Problems to work on:
a. Please answer these questions from the passage on unpaid healing, one line each:
(i) What did Abdul Kaliq offer his forefathers to persuade them to let their medicine work?
(ii) What kind of illness did Adam specialize in?
(iii) What does Adam say comes to his house the morning after the sacrifice to the grandfathers?
b. Summarize the passage on unpaid healing in two sentences.
c. In the passage on unpaid healing, list every giver of the medicine that Abdul Kaliq names when the medicine is collected the following week.

START Selected extract

If we take a close look at the answers that healers gave me when I asked them whythey do not charge for their services, we find a pattern of statements related to powers that are beyond the healer’s personal control, particularly with reference to their forefathers, such as: ‘My grandfather did not charge and my father too did not charge’, ‘That is not how the medicine started’, and ‘I didn’t [just] pick up the medicine on the way’.[note 1] The forefathers are the – continuing – source from which medicines derive their power. An individual’s use of medicines implies a moral relationship with the ancestors. This explains the humility that healers show when they talk about their medicines, saying ‘it is my (grand)father’s medicine’ instead of ‘it is my medicine’. And this denial of personal ownership is explicitly manifested during healing rituals. One day I observed Abdul Kaliq, a healer, calling to his forefathers and offering a fowl to appease and persuade them to let their medicine work.[note 2] Holding a living chicken in both hands, with closed eyes, and before his words became completely incomprehensible, speaking a secret language, I heard him say: ‘My children are here for you to help them, and they are asking you to help them, it is not me who is going to help them, it is you to give them whatever they want. If you are to accept [to help them] you will take this chicken. Come and collect [the chicken], come and collect, come and collect’. Seconds later, he laid down the chicken, now dead; to show me that his ancestors had come and consumed its blood, he cut the chicken’s throat with a knife, and, indeed, there was no blood left. His grandfathers had accepted to give us whatever we would ask for. When we came back the following week to collect the medicine, the healer again emphasized its true origin: ‘It is God who has given you this medicine, not me. It is my grandfather who has given you this medicine, not me. It is my father who has given you this medicine, not me’. The use of ‘God’ here seems to refer to a superior power who was there even before the first grandfather: the ultimate unknown owner of the medicine.

I argue that it is precisely because the first owner of the medicine is unknown, that today’s healers cannot charge. Informants explained that their forefathers also did not charge and argued they must have had good reasons for it, for instance because they also did not know the original, mystical source of knowledge. Adam, a healer from a particular remote village who was specialized in children’s diseases, explained:

My medicine, I cannot give it to someone else. Because it is from our great-grandfathers. Because it is an animal. … And that is why before the fire festival we slaughter a fowl and sacrifice it to the grandfathers to ask their continuing assistance in our healing activities. Then the next morning, turtles will come to our house. … They will come to the compound here, every year. And that means the medicine is still working. We cannot charge because we don’t know who gave the medicine to our ancestors. Maybe it was an Arezene [demon]who gave it to them. Or maybe it was the river. We don’t know. That’s why.

END Selected extract
START Provided information

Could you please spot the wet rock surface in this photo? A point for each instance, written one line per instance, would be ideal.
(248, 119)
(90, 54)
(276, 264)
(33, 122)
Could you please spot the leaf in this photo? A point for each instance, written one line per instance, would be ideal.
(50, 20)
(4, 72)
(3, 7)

END Provided information

Per-task outputs:
a.
(i) A fowl (a living chicken)
(ii) Children's diseases
(iii) Turtles

b. Healers say they do not charge because their medicines draw their power from their forefathers, and they deny owning the medicine themselves, as when Abdul Kaliq offered a fowl to his ancestors and later said the medicine came from God, his grandfather and his father, not from him. The author argues that healers cannot charge because the first owner of the medicine is unknown, which Adam, a healer, confirms when he says it might have been an Arezene or the river that gave the medicine to his ancestors.

c. God, his grandfather, his father